Actions to take »
(1) Answer these from the passage about Rodgers:
(a) What does the friend visited every Christmas ask the writer to play?
(b) In what year did Rodgers have his first hit?
(c) Which novelist's work was musicalized, according to the passage, though nobody had adapted him before?
(2) Continue the passage about Rodgers, starting after its final sentence.

Page text »
=-=-=

Every Christmas I visit a friend who asks me to play a medley of Rodgers
waltzes. We all sing along and it goes on for hours.

Tonight, I'm having a few friends over and we'll sing Rodgers songs all night,
in every tempo. When I was a kid, and Rodgers turned 75, I did the same thing.
My mother wrote him about his birthday party in absentia and he wrote back
that hearing of these youngsters singing his songs all night meant more to him
than a recent concert on the White House lawn where the president had praised
him.

Part of growing old is the nagging suspicion that kids today aren't aware of
the radical experiments the "traditional favorite" made so many years ago. In
1925, when Rodgers had his first hit, he and his contemporaries didn't like
what they saw on Broadway: it seemed stilted and unnatural, too much overblown
singing and not enough wit. You know, like a Wildhorn show. Rodgers had
attended Columbia just so he could write the Varsity Show (as did I) and there
met both Oscar Hammerstein and the greatest lyricist ever, Lorenz Hart. In
their first hit, "We'll have Manhattan, the Bronx and Staten Island too" the
20-somethings shook up the world with light and humorous turns of phrase set to
sprightly melodies. The following year they opened five musicals. Then they
decided to innovate some more, by musicalizing a Mark Twain novel (nobody had
adapted him before). When the depression hit, they headed for Hollywood, where
they created amazingly unusual films with extended musical sequences (the
camera following a tune as it gets hummed all over France) and rhymed dialogue.

=-=-=

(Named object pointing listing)

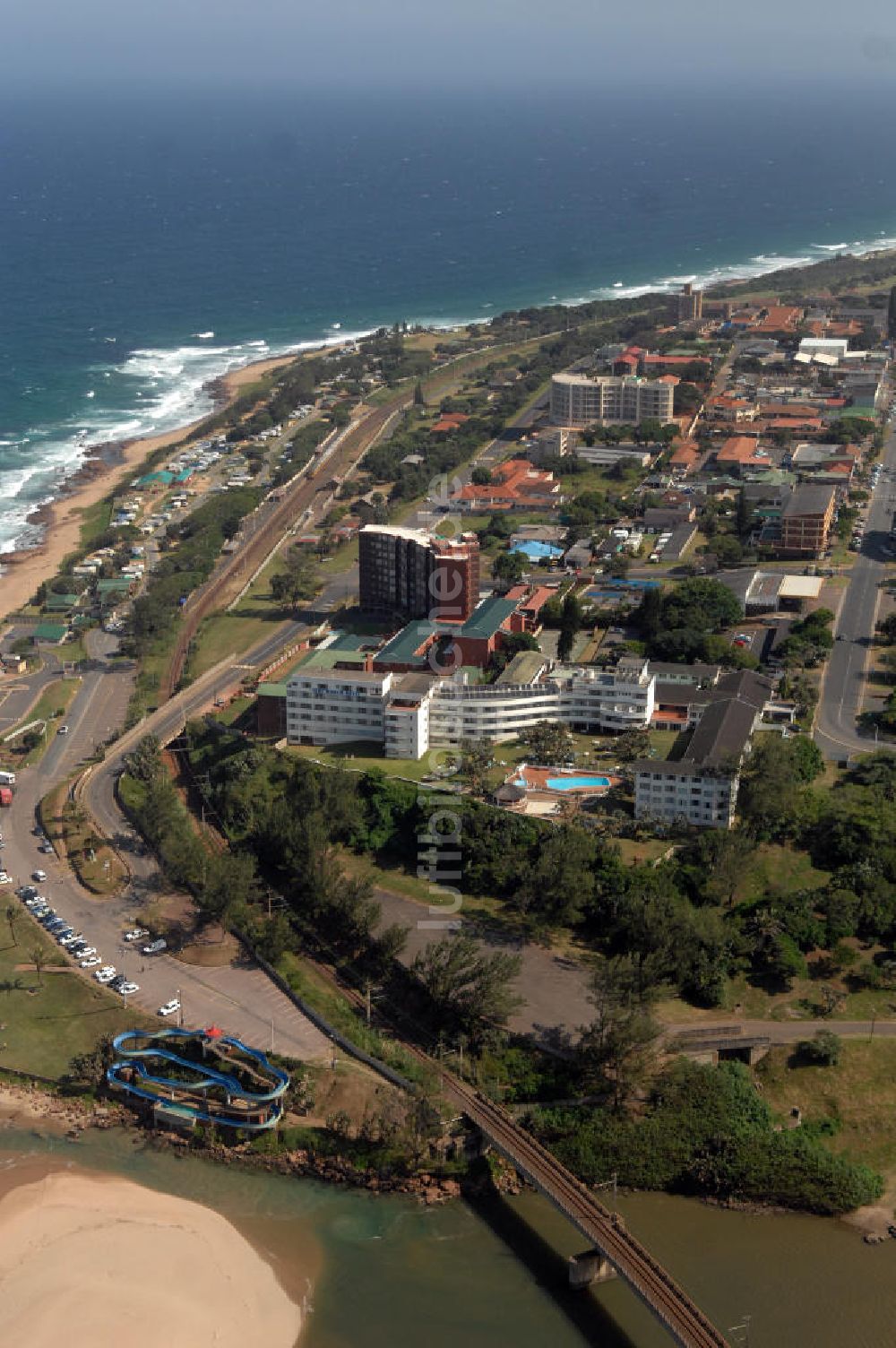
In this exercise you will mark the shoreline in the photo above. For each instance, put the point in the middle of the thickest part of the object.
(171, 1269)
(104, 470)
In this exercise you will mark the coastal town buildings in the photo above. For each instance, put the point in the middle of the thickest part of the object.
(806, 521)
(415, 575)
(607, 399)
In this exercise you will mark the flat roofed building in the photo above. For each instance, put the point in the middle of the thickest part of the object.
(601, 399)
(336, 706)
(701, 789)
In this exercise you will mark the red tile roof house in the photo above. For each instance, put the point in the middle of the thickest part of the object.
(652, 364)
(740, 452)
(725, 407)
(515, 486)
(802, 425)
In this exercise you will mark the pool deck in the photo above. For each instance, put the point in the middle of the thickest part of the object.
(535, 780)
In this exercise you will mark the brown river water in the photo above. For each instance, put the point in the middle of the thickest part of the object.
(380, 1272)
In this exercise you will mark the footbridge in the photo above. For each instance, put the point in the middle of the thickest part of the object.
(615, 1249)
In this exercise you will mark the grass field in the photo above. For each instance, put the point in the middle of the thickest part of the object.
(860, 1092)
(45, 1024)
(50, 706)
(69, 829)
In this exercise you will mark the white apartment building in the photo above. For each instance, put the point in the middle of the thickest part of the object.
(701, 789)
(336, 706)
(588, 401)
(409, 713)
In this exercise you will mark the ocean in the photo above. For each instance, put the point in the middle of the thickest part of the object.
(149, 246)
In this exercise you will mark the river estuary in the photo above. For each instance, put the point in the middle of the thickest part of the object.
(376, 1272)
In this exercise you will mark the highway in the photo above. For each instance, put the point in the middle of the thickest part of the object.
(836, 732)
(238, 998)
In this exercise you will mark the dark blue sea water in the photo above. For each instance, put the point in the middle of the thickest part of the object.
(130, 228)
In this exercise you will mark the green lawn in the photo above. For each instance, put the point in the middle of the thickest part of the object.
(43, 1024)
(860, 1092)
(50, 706)
(363, 756)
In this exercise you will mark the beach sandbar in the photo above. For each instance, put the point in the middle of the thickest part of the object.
(95, 1260)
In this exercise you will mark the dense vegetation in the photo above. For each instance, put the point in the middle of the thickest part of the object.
(708, 1131)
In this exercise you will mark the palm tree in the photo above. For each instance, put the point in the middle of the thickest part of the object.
(38, 959)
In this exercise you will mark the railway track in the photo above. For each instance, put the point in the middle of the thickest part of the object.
(647, 1277)
(299, 497)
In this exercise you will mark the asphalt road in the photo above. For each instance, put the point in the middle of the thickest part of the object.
(240, 998)
(841, 698)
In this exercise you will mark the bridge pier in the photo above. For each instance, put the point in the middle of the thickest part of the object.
(588, 1267)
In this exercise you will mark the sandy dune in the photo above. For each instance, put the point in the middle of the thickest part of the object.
(98, 1260)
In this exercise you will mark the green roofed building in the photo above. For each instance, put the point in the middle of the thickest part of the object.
(162, 479)
(53, 633)
(270, 709)
(407, 650)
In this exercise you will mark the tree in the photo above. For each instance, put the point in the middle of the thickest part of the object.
(547, 741)
(465, 986)
(616, 1049)
(510, 567)
(90, 1067)
(299, 581)
(476, 759)
(633, 744)
(559, 886)
(39, 962)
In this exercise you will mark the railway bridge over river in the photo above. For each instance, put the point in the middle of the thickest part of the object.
(615, 1249)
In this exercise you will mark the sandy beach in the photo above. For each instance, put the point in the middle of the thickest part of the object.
(96, 1260)
(62, 519)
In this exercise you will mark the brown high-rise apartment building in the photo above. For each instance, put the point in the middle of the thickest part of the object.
(806, 521)
(690, 304)
(409, 573)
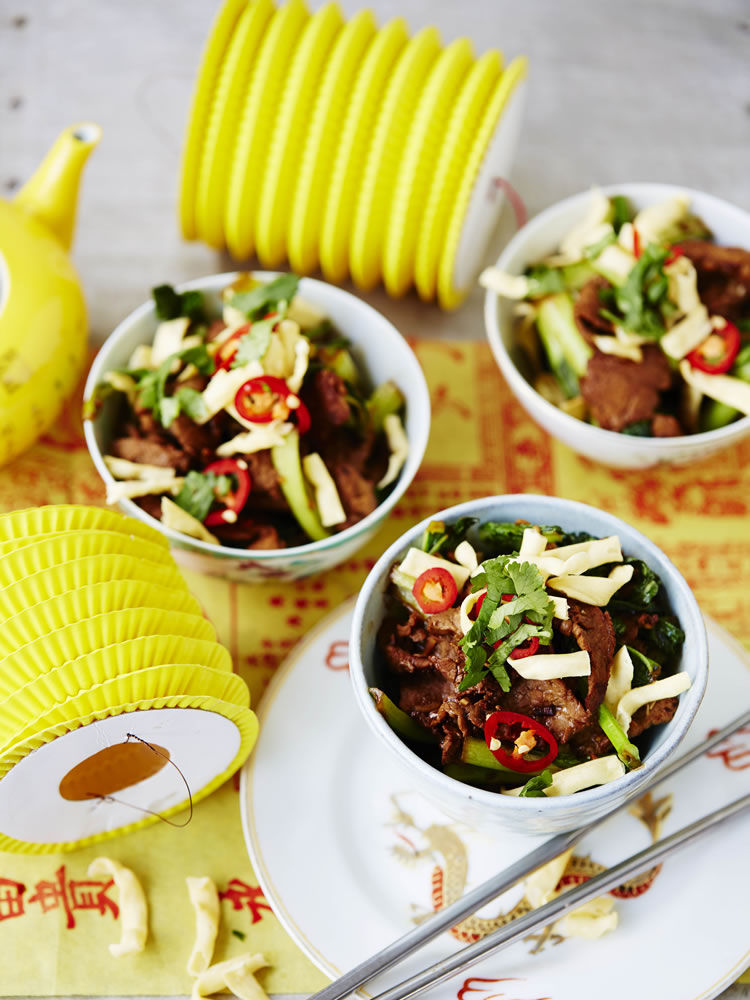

=-=-=

Results of the tasks »
(1)
(a) A medley of Rodgers waltzes.
(b) 1925.
(c) Mark Twain.

(2)
When Broadway lured them back, they put a whole circus on stage, musicalized a
Shakespeare play, used narrative ballet, and spun a sexy story with an
anti-hero. And they didn't break rules just to break rules, either. They
were, always, looking for ways to entertain. When they had the idea to write a
show for a cast of young unknowns, they had the brilliant idea of writing for
kids as if they were adult sophisticates.

Once Hammerstein took over for Hart, the theatrical revolutions hit even
greater heights. No piece of American theatre changed things more than
Oklahoma, and Carousel is the first "dark" masterpiece. The King and I still
plays like gangbusters: a battle of wits pitting East vs. West and man vs.
woman, all set to glorious music that gives a flavor of Siam without slavish
imitation. And if the preachiness of South Pacific seems quaint to you,
imagine, forty years ago, Rodgers presenting an interracial romance and not
commenting on it, not preaching. And not a violin or cello in the orchestra.

Some songs are so familiar, we don't take time to stop and think of the
artistry that went into making them work so well: Where Or When, My Funny
Valentine, Some Enchanted Evening, Getting To Know You. Well, today would be a
good day to do so. I'd say it's also a good day to hum or sing a Richard
Rodgers melody, but I've a feeling everybody does that every blessed day.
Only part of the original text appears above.